The request - Print the line that contains "the pink sleeveless" and every line after it through the last line of the records below, exactly as written and nothing else.

The records -
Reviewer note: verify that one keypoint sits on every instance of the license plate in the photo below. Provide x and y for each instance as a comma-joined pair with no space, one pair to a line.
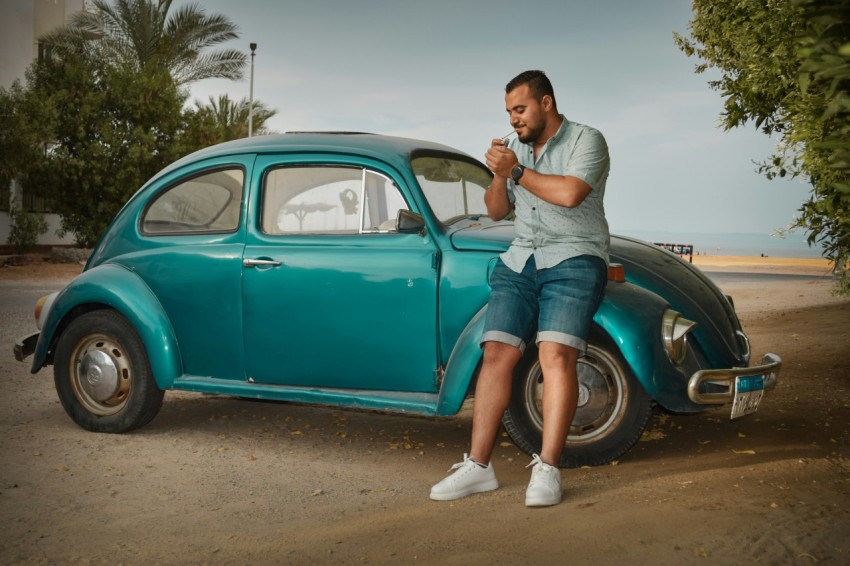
748,393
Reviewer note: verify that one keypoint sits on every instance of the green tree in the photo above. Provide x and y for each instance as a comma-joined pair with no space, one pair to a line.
104,111
140,34
785,66
111,130
228,119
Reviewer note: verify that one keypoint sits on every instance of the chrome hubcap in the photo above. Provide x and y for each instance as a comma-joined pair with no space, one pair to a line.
99,375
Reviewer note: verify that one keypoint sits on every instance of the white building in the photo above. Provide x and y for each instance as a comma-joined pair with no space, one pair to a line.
22,22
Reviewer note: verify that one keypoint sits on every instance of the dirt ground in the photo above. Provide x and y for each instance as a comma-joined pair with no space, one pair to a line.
219,480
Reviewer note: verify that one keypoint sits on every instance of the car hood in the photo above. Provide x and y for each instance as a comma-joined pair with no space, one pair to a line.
482,236
687,289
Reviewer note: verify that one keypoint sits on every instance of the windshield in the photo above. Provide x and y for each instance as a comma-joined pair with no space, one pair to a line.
454,187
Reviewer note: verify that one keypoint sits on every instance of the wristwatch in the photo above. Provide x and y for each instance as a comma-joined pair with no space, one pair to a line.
516,173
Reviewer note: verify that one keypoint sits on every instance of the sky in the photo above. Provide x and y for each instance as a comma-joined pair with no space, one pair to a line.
436,70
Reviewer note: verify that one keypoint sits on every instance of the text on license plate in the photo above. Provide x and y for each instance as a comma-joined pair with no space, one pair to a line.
748,393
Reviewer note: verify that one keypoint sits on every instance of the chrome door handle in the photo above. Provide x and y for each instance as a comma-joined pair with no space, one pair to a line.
260,263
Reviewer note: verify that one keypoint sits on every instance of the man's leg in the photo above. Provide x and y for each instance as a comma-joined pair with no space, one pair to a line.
492,395
560,397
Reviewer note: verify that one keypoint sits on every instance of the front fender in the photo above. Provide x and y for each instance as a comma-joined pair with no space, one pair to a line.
116,287
631,316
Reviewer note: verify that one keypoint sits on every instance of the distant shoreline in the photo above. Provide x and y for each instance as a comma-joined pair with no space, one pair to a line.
813,266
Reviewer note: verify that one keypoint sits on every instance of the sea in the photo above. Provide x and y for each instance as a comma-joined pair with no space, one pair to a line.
791,245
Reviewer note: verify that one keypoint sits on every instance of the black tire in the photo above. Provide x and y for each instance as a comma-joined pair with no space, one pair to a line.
103,376
613,408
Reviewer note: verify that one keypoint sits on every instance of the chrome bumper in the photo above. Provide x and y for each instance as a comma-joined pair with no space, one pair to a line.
769,370
25,346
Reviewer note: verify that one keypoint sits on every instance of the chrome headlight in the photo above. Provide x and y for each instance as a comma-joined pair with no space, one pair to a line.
674,335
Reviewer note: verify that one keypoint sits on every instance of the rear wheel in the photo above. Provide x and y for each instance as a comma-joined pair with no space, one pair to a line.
613,408
103,376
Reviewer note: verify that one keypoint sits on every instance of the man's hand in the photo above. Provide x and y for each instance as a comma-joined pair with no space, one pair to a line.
500,159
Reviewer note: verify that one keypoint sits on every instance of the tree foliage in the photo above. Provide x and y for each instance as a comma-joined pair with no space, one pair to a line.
224,119
110,130
106,110
785,66
141,34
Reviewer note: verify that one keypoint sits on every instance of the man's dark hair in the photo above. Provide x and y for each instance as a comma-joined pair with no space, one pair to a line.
537,82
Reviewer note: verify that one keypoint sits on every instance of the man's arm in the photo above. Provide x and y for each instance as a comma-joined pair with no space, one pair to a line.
496,199
561,190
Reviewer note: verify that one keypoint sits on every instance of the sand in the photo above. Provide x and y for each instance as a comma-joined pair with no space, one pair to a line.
216,480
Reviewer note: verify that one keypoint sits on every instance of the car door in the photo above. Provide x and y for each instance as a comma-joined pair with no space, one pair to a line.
334,296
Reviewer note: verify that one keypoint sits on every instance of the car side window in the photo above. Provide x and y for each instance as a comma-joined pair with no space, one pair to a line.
205,203
329,200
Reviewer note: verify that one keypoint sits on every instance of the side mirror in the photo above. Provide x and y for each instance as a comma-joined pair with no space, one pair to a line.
409,222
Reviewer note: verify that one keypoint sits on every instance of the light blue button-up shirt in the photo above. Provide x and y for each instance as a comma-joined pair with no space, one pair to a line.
554,233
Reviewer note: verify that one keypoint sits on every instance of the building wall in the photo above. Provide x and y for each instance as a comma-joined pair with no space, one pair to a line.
21,23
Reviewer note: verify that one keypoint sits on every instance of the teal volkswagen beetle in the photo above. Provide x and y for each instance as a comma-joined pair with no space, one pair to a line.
351,270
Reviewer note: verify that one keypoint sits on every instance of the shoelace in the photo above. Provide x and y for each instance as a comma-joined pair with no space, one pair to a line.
535,459
461,464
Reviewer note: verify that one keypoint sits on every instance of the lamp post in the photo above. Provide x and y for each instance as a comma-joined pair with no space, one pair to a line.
251,98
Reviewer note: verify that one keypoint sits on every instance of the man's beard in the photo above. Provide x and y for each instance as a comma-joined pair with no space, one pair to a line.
533,133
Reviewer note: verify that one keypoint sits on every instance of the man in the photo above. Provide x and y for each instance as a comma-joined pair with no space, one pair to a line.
550,280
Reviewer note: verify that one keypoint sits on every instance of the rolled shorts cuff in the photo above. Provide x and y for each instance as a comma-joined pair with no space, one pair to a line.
562,338
503,337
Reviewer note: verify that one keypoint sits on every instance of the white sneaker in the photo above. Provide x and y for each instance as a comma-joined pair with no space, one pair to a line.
468,478
545,486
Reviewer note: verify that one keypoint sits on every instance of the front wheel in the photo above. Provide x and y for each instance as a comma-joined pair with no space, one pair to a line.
103,376
613,408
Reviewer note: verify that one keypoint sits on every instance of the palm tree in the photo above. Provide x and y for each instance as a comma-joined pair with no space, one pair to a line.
143,36
231,117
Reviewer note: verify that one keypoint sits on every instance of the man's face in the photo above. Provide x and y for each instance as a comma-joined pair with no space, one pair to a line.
527,114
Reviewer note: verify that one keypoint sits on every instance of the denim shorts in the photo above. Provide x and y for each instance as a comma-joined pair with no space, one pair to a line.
557,302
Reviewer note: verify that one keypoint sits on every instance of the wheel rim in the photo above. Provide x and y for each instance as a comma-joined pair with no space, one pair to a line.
602,395
101,375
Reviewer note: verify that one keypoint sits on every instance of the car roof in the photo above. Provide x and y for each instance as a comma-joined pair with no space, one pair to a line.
391,149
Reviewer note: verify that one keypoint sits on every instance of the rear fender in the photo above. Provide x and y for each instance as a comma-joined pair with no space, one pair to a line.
461,367
115,287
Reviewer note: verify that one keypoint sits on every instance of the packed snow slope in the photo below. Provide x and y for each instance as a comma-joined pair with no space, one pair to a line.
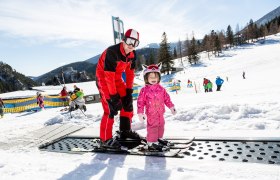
244,107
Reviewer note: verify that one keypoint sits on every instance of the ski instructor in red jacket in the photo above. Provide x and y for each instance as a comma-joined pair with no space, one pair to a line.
116,95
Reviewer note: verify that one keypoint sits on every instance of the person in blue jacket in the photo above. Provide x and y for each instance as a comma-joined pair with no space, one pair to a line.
219,82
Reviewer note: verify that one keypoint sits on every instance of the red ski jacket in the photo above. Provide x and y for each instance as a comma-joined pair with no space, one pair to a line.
111,64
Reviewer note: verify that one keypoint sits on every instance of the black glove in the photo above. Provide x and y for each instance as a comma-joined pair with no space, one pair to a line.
127,101
115,105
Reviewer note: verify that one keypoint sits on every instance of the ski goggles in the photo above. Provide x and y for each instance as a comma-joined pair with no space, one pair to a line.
131,41
153,67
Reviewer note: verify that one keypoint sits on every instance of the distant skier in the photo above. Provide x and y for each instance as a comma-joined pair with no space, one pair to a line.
153,98
2,105
77,101
243,75
76,89
40,100
219,83
116,95
189,84
205,84
209,86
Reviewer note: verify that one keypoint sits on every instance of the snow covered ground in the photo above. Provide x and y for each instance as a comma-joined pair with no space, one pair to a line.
245,108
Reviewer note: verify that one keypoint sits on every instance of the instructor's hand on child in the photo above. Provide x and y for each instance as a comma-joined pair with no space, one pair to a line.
173,110
142,117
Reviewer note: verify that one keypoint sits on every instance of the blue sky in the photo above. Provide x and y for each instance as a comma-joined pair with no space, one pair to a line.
37,36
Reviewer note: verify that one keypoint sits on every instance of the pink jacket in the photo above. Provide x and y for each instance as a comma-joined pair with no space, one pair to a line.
153,97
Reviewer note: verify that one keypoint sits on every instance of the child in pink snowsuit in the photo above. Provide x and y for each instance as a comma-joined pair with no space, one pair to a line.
154,98
40,101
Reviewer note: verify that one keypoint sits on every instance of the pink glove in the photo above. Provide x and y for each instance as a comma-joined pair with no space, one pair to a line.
142,117
173,110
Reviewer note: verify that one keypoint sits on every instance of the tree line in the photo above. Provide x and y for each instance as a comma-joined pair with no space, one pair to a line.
213,44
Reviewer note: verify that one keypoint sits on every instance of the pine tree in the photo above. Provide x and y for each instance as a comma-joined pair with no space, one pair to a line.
218,47
179,47
229,36
164,55
193,56
175,53
206,44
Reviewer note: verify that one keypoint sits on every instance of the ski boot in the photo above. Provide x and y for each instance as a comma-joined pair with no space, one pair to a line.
155,146
164,142
112,143
129,134
84,108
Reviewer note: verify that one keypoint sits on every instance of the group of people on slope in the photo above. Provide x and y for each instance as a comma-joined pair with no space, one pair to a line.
116,94
76,100
208,85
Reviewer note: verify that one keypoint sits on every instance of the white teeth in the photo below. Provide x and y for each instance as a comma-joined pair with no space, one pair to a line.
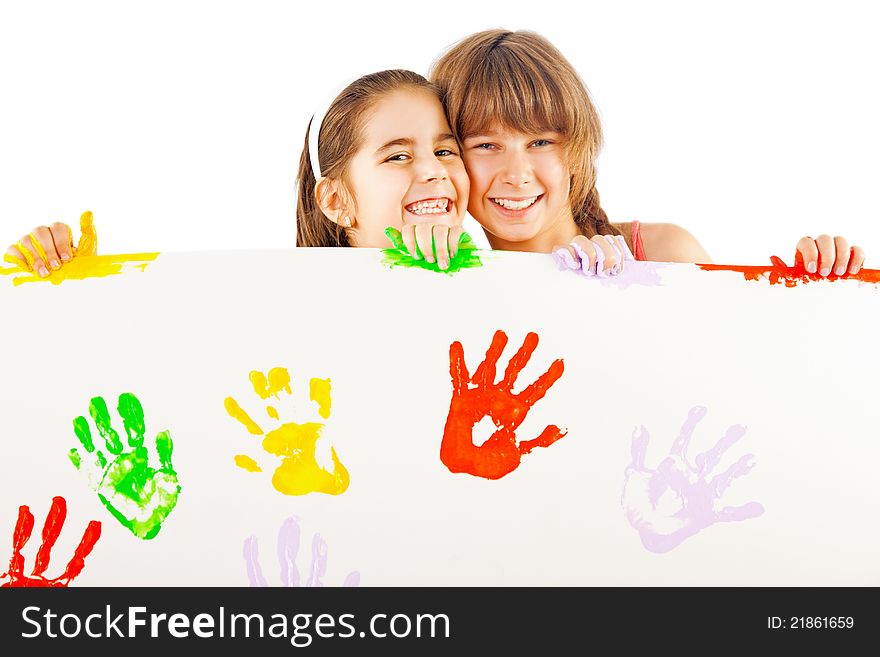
432,206
511,204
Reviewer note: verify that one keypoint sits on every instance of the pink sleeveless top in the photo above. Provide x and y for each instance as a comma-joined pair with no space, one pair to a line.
638,249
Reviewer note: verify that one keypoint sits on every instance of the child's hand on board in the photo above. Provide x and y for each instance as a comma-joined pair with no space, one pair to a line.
433,242
601,255
47,248
826,255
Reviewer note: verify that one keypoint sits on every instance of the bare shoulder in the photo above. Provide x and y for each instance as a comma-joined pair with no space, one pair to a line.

Result below -
Reviewer note: verify that one keypoint sits on every instance of the pink sleeveless top in the photo above. Provide x and y for each instance as a comma-joined pair with no space, one pair to a line.
638,249
Reviewer note: verify that one keypoint sits on every instance of the child's hand on board in the photo above. Provide x and y for each instance as a comma-joined pair with no space, one pair to a line.
433,242
601,255
47,248
826,255
Reviewer note: verify that one keypoint sits on every instance of the bare shoulder in the photo above. Provide x and y for each instance as a comma-joined pair with no space, one pair to a line.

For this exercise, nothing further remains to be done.